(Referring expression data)

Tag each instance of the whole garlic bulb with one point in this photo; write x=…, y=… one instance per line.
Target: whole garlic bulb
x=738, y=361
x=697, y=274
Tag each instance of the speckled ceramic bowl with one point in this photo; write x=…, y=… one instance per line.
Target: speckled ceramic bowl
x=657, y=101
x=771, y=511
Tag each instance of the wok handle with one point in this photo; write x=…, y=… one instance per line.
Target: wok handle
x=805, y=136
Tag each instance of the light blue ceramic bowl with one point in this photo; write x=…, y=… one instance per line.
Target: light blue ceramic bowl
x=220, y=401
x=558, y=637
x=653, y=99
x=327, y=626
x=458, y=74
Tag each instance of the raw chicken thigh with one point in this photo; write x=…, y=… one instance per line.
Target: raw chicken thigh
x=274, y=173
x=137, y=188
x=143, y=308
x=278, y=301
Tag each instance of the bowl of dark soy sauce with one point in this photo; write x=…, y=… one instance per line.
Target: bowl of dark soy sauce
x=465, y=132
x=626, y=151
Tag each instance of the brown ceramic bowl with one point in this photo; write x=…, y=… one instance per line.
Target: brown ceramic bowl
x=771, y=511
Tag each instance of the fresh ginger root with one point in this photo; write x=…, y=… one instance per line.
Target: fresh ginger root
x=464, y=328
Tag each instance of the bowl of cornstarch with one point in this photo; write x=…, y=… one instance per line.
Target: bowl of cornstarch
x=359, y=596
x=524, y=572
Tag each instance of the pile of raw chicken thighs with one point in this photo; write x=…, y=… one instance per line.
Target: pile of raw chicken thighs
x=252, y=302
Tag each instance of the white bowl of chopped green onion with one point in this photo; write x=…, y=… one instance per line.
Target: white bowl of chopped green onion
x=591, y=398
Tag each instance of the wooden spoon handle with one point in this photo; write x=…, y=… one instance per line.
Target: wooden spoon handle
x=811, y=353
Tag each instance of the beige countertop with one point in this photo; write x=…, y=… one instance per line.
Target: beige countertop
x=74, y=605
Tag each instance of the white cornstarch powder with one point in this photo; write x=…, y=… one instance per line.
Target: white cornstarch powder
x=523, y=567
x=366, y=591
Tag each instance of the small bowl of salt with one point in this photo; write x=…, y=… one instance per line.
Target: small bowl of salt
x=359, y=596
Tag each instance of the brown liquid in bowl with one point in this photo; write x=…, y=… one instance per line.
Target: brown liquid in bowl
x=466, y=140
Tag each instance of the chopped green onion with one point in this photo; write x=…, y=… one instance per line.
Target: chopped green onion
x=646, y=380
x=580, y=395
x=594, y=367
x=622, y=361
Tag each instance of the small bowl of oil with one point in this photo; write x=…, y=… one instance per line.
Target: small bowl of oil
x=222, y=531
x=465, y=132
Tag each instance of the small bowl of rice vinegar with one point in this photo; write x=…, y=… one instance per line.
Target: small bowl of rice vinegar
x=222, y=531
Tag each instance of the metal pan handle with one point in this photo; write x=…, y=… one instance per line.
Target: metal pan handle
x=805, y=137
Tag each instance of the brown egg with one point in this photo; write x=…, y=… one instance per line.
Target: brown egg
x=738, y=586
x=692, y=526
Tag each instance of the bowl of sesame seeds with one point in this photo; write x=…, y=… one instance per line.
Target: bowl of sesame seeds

Task details:
Quote the records above exactly, from the first line through the line containing "Tag each instance of the raw", and nothing more.

Reply to the exercise:
Tag each instance of the whole garlic bulb with one point in this photo; write x=…, y=… one instance per line.
Target: whole garlic bulb
x=738, y=361
x=697, y=274
Tag each instance of the speckled ceramic bowl with one point in this photo; write x=…, y=… one instance per line.
Target: speckled ceramic bowl
x=657, y=101
x=771, y=511
Tag each instance of the wok handle with one point in this photo; write x=…, y=… one instance per line.
Target: wok handle
x=805, y=136
Tag each instance of the light blue ceramic bowl with one point in this photo; write x=…, y=… one instance per line.
Target: light blue ceramic bowl
x=220, y=401
x=558, y=637
x=653, y=99
x=327, y=626
x=458, y=74
Tag each instance of the raw chicken thigh with one point in this photo; write x=…, y=… one instance per line.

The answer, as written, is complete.